В 1981 г. имя М. было прославлено в Соборе Костромских святых. С 1984 г. его имя прославляется в Соборе Сибирских святых, а также в Соборе Смоленских святых. В 2000 г. Архиерейским Собором РПЦ «за праведное житие, равноапостольные труды по переводу Священного Писания на алтайский язык и распространение на Алтае веры Христовой» М. был прославлен как Макарий Алтайский в лике преподобных.
С 2002 г. на базе Горно-Алтайского гос. ун-та ежегодно проводятся международные Макариевские чтения. С 2006 г. в Горно-Алтайске действует храм-памятник алтайским миссионерам во имя прп. Макария Алтайского. 22 мая 2014 г. в г. Бийске был освящен крестильный храм, расположенный на территории Казанского архиерейского собора, который в нач. XX в. был главным храмом на территории АДМ. В этом храме 2 престола - во имя свт. Макария (Невского) и во имя прп. Макария (Глухарёва). 21 сент. 2015 г. в г. Барнауле Патриарх Московский и всея Руси Кирилл совершил чин освящения закладного камня, положенного в основание кафедрального собора в честь Нерукотворного образа Спасителя.
====
▸ ОПИСАНИЕ ЗАДАНИЯ
С какого года на базе Горно-Алтайского государственного университета ежегодно проводятся международные Макариевские чтения, согласно тексту о почитании Макария Алтайского?

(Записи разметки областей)
====
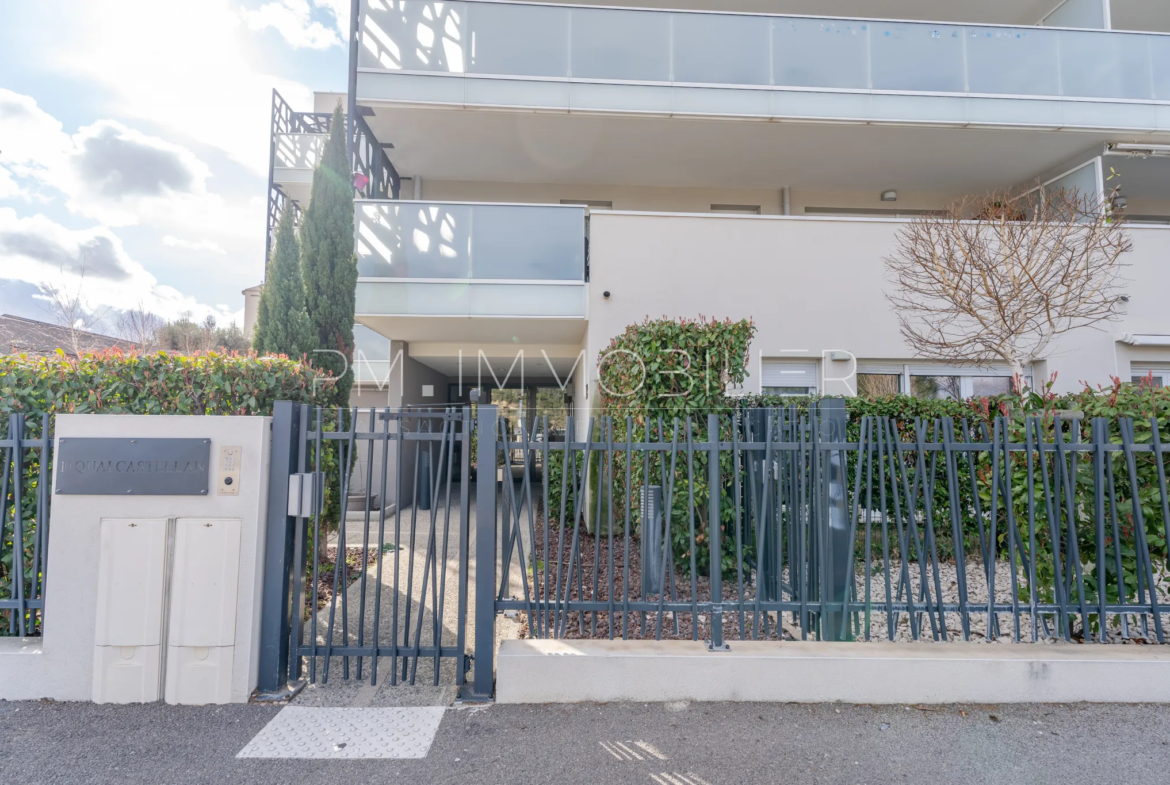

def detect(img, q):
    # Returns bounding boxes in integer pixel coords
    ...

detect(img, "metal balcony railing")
[355,200,585,282]
[358,0,1170,101]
====
▸ ОТВЕТ К УПРАЖНЕНИЮ
С 2002 года.